■ Stored rows
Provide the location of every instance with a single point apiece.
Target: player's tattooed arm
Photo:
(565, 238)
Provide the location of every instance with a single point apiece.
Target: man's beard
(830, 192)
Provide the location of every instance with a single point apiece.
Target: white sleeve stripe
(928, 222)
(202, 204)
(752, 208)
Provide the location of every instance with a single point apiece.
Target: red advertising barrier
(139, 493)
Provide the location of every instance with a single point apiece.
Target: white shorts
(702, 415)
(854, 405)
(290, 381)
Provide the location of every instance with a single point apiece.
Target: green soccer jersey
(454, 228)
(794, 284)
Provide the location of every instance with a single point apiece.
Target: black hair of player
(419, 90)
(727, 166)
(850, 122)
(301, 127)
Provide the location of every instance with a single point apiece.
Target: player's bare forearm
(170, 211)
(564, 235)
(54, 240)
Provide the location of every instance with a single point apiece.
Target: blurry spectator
---
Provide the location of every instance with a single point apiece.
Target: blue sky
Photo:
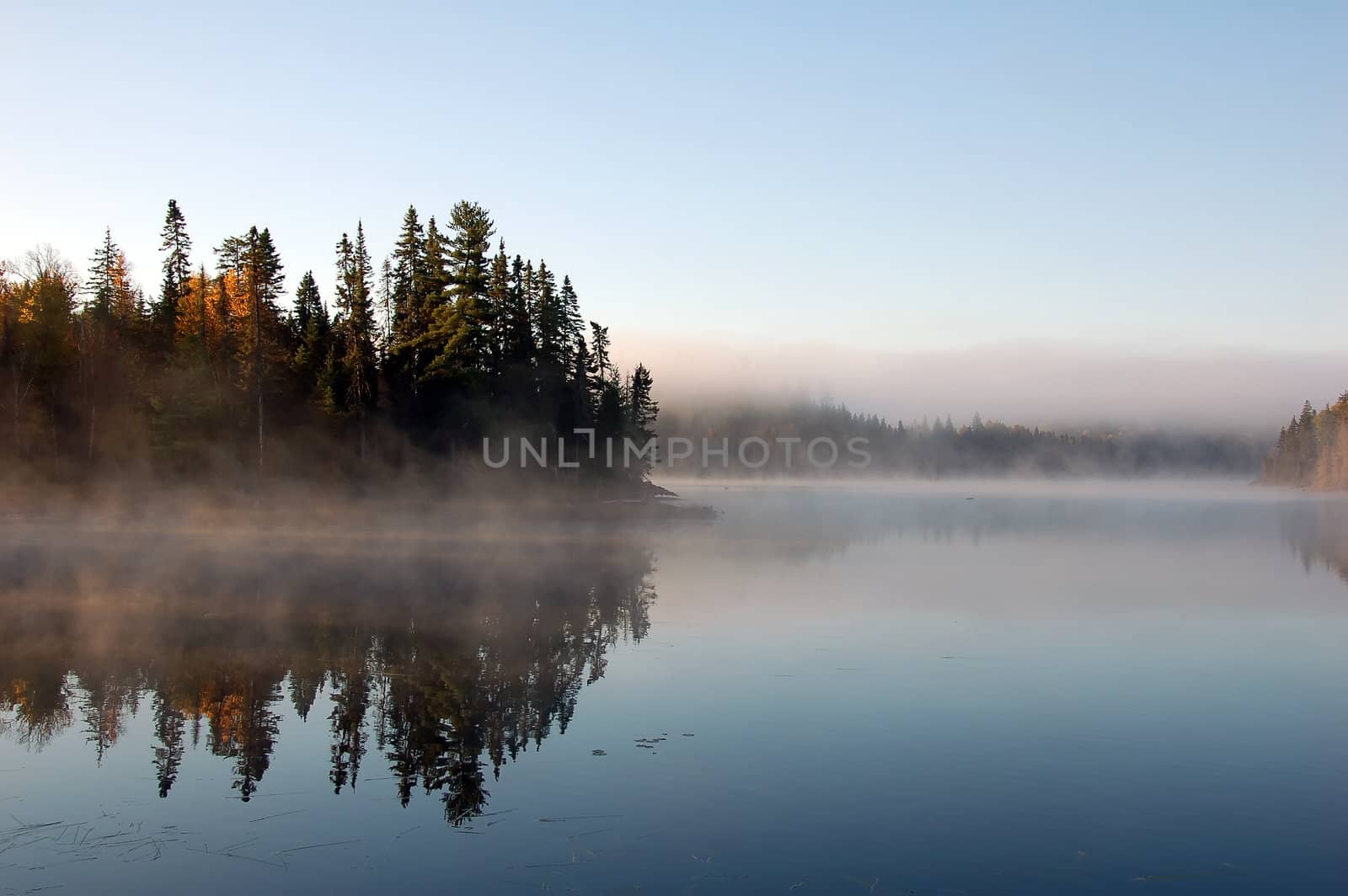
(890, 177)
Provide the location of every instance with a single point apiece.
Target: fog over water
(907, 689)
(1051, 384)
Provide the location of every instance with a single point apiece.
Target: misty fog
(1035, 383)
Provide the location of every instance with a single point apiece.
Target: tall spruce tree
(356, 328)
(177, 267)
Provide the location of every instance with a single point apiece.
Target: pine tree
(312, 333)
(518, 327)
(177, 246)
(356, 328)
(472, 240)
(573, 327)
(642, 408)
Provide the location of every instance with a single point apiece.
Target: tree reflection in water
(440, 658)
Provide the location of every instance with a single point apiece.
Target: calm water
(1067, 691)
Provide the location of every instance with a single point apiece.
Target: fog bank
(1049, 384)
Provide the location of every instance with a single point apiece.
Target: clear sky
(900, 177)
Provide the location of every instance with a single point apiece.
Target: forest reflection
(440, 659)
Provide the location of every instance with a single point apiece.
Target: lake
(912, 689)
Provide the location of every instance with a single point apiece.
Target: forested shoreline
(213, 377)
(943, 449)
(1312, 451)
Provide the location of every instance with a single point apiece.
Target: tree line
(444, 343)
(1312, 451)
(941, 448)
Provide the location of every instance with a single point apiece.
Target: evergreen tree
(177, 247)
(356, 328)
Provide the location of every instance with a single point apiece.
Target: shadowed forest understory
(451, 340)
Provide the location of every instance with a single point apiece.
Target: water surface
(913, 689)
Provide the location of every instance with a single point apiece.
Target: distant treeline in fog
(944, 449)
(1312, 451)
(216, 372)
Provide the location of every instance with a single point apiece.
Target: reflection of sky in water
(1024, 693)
* * *
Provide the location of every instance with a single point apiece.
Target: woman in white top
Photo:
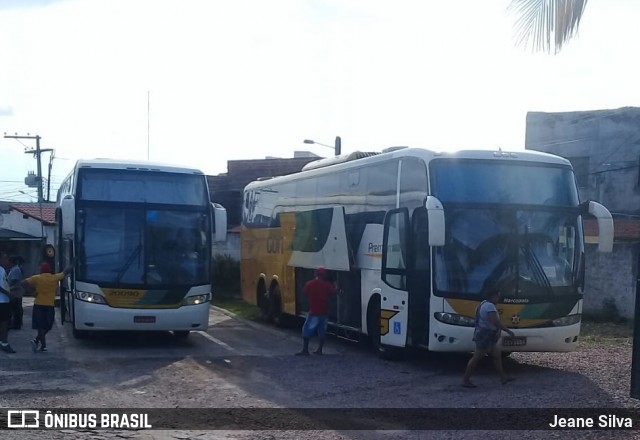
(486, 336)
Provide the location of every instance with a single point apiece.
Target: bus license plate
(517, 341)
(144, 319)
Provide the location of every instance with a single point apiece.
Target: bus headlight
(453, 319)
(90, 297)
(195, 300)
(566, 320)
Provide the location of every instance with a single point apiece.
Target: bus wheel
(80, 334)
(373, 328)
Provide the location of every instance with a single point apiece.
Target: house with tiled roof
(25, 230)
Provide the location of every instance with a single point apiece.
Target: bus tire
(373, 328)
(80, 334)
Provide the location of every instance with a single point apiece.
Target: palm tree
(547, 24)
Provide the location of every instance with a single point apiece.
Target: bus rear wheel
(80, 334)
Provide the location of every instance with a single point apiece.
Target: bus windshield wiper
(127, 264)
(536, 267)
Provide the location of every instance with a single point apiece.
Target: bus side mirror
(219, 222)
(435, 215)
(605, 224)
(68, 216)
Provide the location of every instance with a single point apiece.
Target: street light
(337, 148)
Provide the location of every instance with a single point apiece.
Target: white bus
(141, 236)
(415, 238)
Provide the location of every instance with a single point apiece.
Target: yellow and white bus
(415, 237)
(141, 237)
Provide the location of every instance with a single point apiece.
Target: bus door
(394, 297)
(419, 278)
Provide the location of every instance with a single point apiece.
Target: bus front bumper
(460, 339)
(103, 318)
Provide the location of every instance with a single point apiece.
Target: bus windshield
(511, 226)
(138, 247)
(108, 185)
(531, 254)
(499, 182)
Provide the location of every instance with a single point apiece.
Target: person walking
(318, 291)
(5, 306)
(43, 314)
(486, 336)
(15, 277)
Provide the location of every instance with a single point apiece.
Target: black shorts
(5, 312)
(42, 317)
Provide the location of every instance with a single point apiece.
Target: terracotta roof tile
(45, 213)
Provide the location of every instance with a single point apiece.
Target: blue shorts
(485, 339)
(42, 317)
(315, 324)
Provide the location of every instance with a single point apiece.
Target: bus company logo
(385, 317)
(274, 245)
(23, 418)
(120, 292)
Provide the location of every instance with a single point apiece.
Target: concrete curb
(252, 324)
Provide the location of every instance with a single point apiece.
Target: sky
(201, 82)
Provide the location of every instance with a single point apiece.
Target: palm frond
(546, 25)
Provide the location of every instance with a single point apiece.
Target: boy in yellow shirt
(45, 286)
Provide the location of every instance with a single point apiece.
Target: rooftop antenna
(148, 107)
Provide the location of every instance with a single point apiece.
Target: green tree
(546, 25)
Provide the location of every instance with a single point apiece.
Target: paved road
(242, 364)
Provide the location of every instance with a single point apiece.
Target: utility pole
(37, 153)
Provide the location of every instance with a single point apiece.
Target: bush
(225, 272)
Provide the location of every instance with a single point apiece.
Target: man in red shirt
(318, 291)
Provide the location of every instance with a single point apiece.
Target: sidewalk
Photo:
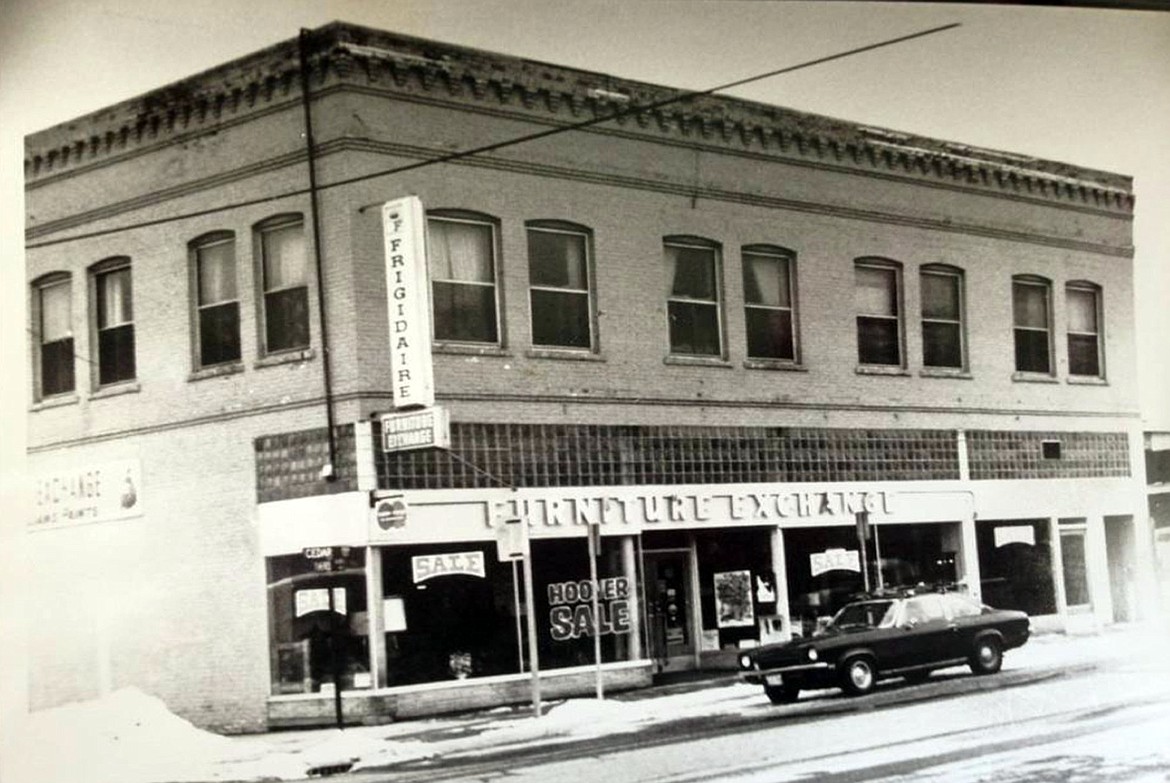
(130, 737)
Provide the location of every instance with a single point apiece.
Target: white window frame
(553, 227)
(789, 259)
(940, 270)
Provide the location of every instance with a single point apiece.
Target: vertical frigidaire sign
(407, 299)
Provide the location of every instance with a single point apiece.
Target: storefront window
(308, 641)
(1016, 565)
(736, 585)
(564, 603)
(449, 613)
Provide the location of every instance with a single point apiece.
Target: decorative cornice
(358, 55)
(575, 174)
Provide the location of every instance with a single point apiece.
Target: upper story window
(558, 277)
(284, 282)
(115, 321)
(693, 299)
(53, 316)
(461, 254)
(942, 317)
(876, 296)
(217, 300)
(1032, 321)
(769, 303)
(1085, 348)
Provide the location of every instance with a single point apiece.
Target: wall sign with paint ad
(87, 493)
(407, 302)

■ Set problem
Count the lines above that contain the word "window", and reply with that number only.

■ Response below
3